• ФРАГМЕНТ СТРАНИЦЫ:
------------------------------
|
сорок восьмого года Жемчужину лишили работы и перевели в резерв министерства
легкой промышленности. В министерстве госбезопасности на нее завели новое дело.
Двадцать девятого декабря сорок восьмого года на политбюро о ходе дела
докладывали министр госбезопасности Виктор Абакумов и заместитель председателя
Комиссии партийного контроля при ЦК ВКП(б) Матвей Шкирятов.
Политбюро постановило:
«1. Проверкой Комиссии Партийного Контроля установлено, что П. С. Жемчужина в
течение длительного времени поддерживала связь и близкие отношения с еврейскими
националистами, не заслуживающими политического доверия и подозреваемыми в
шпионаже; участвовала в похоронах руководителя еврейских националистов Михоэлса
и своим разговором об обстоятельствах его смерти с еврейским националистом
Зускиным (народный артист РСФСР, лауреат сталинской премии Вениамин Львович
Зускин играл в Государственном еврейском театре, в пятьдесят втором году его
расстреляли. — Авт.) дала повод враждебным лицам к распространению
антисоветских провокационных слухов о смерти Михоэлса; участвовала в
религиозном обряде в Московской синагоге.
2. Несмотря на сделанные П. С. Жемчужиной в 1939 году Центральным Комитетом
ВКП(б) предупреждения по поводу проявленной ею неразборчивости в своих
отношениях с лицами, не заслуживающими политического доверия, она нарушила это
решение партии и в дальнейшем продолжала вести себя политически недостойно.
------------------------------
• УСЛОВИЕ ЗАДАНИЯ:
Кто, согласно отрывку о П. С. Жемчужиной, докладывал на политбюро о ходе дела «двадцать девятого декабря сорок восьмого года»? Перечень, приведенный далее, в этой работе никак не используется.

[Последовательность записей]
------------------------------
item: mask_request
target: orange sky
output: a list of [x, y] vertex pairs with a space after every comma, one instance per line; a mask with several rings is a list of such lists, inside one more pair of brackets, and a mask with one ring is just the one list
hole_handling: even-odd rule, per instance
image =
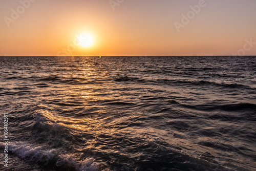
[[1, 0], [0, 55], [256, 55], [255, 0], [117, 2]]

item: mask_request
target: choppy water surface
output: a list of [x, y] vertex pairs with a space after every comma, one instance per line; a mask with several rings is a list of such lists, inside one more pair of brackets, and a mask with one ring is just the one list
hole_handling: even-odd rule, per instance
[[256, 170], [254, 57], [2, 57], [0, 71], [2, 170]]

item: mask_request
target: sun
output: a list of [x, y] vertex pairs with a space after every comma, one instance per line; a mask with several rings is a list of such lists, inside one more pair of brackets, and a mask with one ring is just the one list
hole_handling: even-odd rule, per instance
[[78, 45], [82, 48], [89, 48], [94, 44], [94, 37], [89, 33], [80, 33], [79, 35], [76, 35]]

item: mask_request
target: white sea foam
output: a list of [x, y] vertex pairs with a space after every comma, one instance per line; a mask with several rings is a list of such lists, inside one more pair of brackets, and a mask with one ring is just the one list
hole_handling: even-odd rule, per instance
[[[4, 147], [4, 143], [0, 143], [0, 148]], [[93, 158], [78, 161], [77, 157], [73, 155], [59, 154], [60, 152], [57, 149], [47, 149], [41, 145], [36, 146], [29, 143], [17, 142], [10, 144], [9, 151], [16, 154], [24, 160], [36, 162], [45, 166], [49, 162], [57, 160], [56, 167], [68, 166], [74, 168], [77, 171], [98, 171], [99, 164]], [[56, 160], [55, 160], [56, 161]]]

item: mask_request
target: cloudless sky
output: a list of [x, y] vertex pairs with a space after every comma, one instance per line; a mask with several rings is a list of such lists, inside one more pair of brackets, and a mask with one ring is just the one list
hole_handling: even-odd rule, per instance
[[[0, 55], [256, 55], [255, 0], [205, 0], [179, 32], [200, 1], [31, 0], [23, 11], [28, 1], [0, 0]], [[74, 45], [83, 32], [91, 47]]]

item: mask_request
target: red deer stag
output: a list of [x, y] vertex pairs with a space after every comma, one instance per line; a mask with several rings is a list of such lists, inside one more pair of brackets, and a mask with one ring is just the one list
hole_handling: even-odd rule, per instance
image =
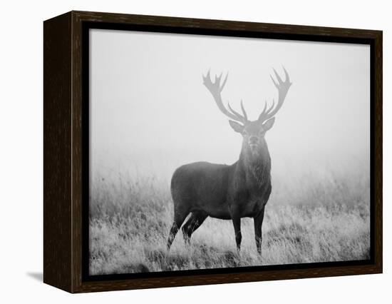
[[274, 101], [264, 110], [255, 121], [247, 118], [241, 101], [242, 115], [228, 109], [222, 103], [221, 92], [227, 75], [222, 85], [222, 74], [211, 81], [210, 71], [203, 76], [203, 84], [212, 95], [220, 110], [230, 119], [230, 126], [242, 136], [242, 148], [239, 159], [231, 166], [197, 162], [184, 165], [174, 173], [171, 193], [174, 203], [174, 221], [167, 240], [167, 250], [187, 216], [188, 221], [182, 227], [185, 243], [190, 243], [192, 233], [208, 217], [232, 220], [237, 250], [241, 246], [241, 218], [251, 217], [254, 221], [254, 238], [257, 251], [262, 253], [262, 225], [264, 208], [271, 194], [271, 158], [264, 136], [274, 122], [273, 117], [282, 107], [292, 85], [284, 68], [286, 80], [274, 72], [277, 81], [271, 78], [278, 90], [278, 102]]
------------------------------
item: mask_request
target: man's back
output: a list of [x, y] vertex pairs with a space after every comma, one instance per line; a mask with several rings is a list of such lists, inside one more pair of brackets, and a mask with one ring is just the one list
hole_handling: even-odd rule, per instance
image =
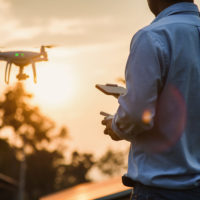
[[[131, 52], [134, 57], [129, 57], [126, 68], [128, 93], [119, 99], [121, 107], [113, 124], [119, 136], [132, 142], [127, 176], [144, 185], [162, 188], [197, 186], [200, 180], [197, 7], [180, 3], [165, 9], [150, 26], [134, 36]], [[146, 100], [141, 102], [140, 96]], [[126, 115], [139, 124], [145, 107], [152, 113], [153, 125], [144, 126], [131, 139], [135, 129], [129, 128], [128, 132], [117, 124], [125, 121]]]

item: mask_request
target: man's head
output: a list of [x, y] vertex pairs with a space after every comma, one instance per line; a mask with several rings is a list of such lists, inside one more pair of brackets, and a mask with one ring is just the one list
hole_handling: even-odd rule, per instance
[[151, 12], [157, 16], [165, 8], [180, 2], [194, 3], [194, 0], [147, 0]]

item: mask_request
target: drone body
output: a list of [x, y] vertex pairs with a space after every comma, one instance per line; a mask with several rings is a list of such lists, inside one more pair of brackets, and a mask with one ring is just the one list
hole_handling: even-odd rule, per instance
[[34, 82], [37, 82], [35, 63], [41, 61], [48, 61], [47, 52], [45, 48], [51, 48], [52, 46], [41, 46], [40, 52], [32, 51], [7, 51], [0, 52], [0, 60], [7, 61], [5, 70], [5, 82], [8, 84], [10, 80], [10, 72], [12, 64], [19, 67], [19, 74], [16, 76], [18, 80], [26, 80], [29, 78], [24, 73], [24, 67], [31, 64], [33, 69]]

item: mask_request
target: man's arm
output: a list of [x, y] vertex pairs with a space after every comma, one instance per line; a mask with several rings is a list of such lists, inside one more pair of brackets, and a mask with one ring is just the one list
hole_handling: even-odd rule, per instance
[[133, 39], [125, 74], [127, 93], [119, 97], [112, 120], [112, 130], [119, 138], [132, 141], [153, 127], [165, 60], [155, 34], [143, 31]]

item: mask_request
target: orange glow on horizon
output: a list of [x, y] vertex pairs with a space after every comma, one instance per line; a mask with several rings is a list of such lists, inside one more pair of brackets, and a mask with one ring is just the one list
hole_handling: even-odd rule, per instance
------------------------------
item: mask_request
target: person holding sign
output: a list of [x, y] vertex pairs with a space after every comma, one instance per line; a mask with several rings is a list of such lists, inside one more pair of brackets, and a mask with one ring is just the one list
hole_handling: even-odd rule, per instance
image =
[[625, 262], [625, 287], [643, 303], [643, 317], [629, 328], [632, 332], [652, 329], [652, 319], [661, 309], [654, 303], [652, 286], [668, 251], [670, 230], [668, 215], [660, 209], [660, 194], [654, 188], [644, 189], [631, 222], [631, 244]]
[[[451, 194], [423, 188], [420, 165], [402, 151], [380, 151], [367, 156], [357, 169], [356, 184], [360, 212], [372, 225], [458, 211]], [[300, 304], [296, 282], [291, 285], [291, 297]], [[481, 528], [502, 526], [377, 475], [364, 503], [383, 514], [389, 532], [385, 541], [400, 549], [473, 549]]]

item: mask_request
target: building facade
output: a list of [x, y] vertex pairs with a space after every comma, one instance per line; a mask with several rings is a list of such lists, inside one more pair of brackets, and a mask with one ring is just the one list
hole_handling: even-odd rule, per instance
------------------------------
• ВЫПОЛНЕННОЕ ЗАДАНИЕ:
Министр госбезопасности Виктор Абакумов и заместитель председателя Комиссии партийного контроля при ЦК ВКП(б) Матвей Шкирятов.